→ **Excerpt provided**
┄┄┄┄┄┄┄┄┄┄
Yesterday marked the third time that the Supreme Court of the United States heard arguments relevant to guests of the American government held at its
gulag concentration camp tropical beach resort at Guantanamo Bay, Cuba. (The first two times were the cases of Rasul (Shafiq Rasul himself is interviewed here) and Hamdan (Salim Hamdan’s counsel Neal Katyal, who argued the case before the High Court, is interviewed here).
It seems that at GTMO… not much ever happens, besides time ticking off (411 days left in the Bush II Administration today, btw). Former detainee Moazzam Begg (interviewed here) suggested that habeas corpus, these legal challenges and the promise of the United States being a country that operated by the rule of law amounted to “a benificent bequest in a beggar’s will”… i.e., a nice show, but no real substance. And surprise, surprise, the government is arguing that there is no law at Guantanamo, three years after the Supreme Court said “YES THERE IS” in Mr. Rasul’s case.
┄┄┄┄┄┄┄┄┄┄
→ **Written instruction 1**
Shift every coordinate in the answers up by 92 and write the entries out again with their requests, beginning at the line that has "boat antenna -> point" and stopping after the final line of the entries. Omit the pictures.
→ **Written instruction 2**
Carry on the commentary about the Guantanamo detainee cases before the Supreme Court from the point at which it stops.
┄┄┄┄┄┄┄┄┄┄
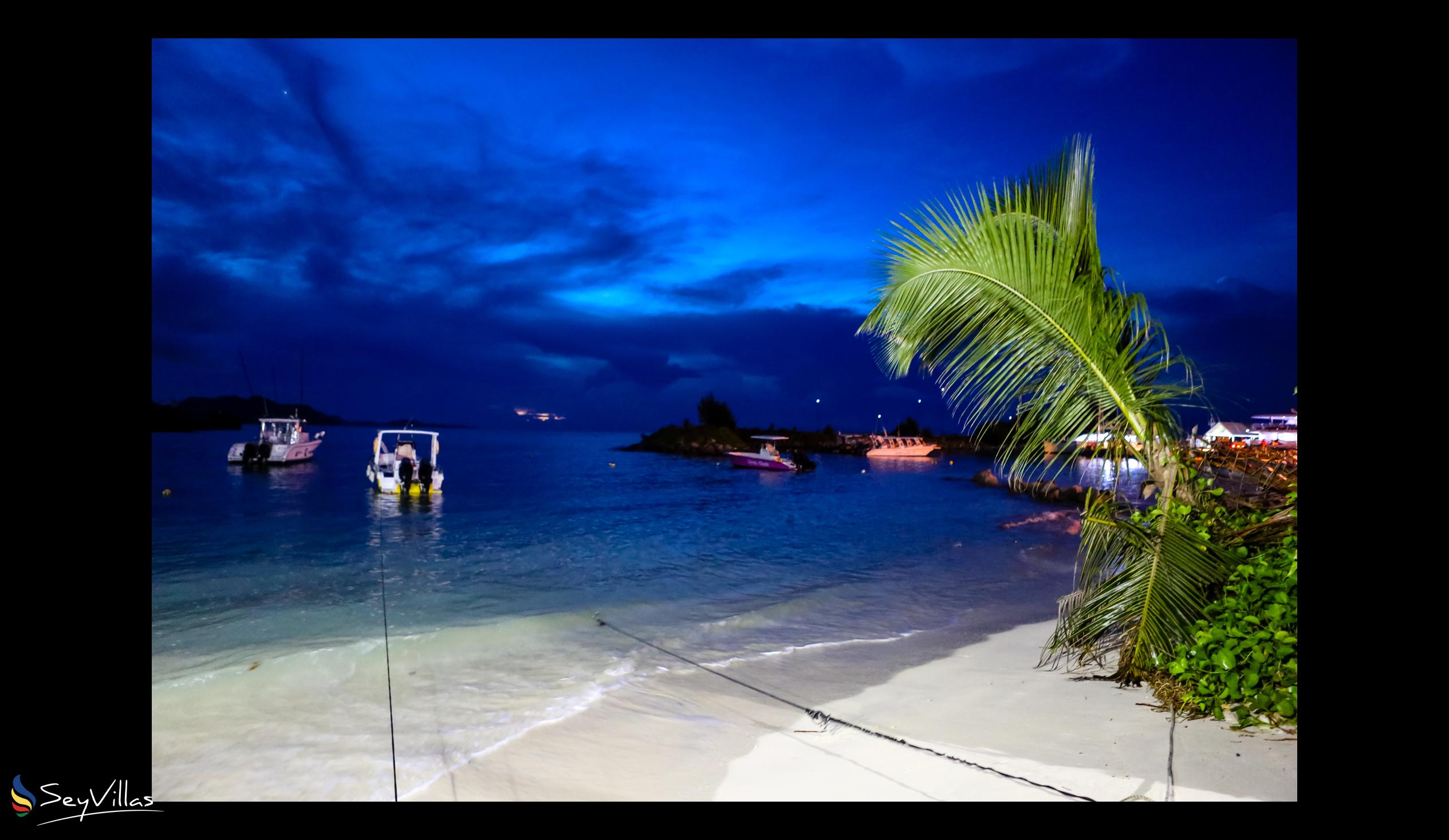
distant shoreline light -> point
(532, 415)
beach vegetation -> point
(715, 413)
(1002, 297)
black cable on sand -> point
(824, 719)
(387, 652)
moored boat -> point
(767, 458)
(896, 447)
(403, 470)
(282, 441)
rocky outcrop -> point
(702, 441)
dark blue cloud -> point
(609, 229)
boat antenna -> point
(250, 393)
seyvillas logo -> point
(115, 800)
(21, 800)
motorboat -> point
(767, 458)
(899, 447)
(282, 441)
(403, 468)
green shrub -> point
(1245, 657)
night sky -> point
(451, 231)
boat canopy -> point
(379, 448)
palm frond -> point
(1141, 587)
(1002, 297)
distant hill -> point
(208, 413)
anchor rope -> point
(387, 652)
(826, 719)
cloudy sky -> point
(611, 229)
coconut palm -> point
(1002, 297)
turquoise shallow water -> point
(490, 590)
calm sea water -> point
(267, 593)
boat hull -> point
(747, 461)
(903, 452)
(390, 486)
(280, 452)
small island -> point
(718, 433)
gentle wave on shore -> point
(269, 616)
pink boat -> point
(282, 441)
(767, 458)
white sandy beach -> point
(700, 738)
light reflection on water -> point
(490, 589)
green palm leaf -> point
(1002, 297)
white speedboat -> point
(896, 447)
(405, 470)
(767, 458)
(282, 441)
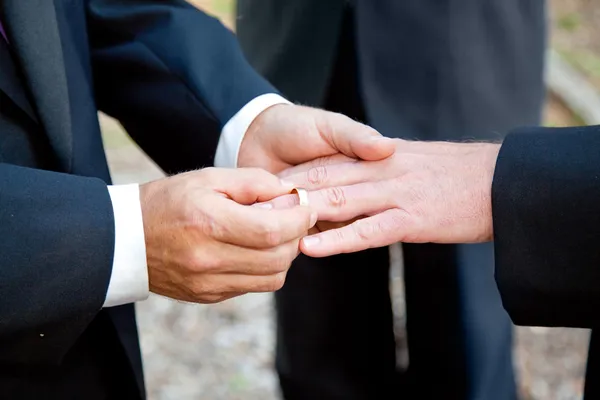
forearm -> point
┄┄┄┄┄┄┄┄┄┄
→ **Task response 1**
boat antenna -> point
(342, 485)
seyvillas logo -> point
(207, 892)
(113, 892)
motorboat -> point
(859, 550)
(991, 539)
(374, 533)
(495, 560)
green shrub -> point
(1337, 749)
night sky -> point
(543, 323)
boat canopy -> point
(471, 540)
palm frond -> point
(1233, 679)
(1094, 389)
distant hill -> point
(300, 505)
anchor rope -> point
(479, 744)
(918, 811)
cloudy sky -> point
(703, 321)
coconut palm -> point
(1094, 389)
turquoise shallow water -> point
(582, 682)
calm sea water -> point
(359, 685)
boat hull -> point
(839, 553)
(995, 544)
(482, 578)
(372, 544)
small island -> point
(810, 525)
gentle wave on shore -> point
(361, 708)
pink boat -> point
(374, 533)
(859, 550)
white sandy beach -> point
(792, 830)
light reflection on water -> point
(582, 681)
green palm leaf -> point
(1094, 389)
white speedboat -> point
(988, 539)
(497, 562)
(859, 550)
(374, 533)
forearm -> point

→ **Task response 2**
Digby, in “We Don’t Need No Human Rights Around Here,” sums up the current argument about as well as it can be done (noting the assaults on former Clinton Admin. Solicitor General Seth Waxman, arguing for the detainees, by usual suspects Roberts and Alito). You’ve read numerous accounts of GTMO on this here blog (hopefully you’ll read more… but not too many more, if you know what I mean)… and I think you’all get it: we are arbitrarily holding innocent people. (Yes, some are doubtless guilty, but we have abused them too to the point where we probably can’t even try them anymore… in short, we have compromised our principles, and screwed everything up.)
I will repeat… this is the biggest story of our time (i.e., the moral collapse of this country into expediencies of “expendable” legal principles… the sort of thing we have tried our enemies for, during our history)… and yet, it is nothing compared to worthless celebrity gossip, if you ask most of our media. The Supreme Court gets it– three cases in the last three years… and still, no end in site.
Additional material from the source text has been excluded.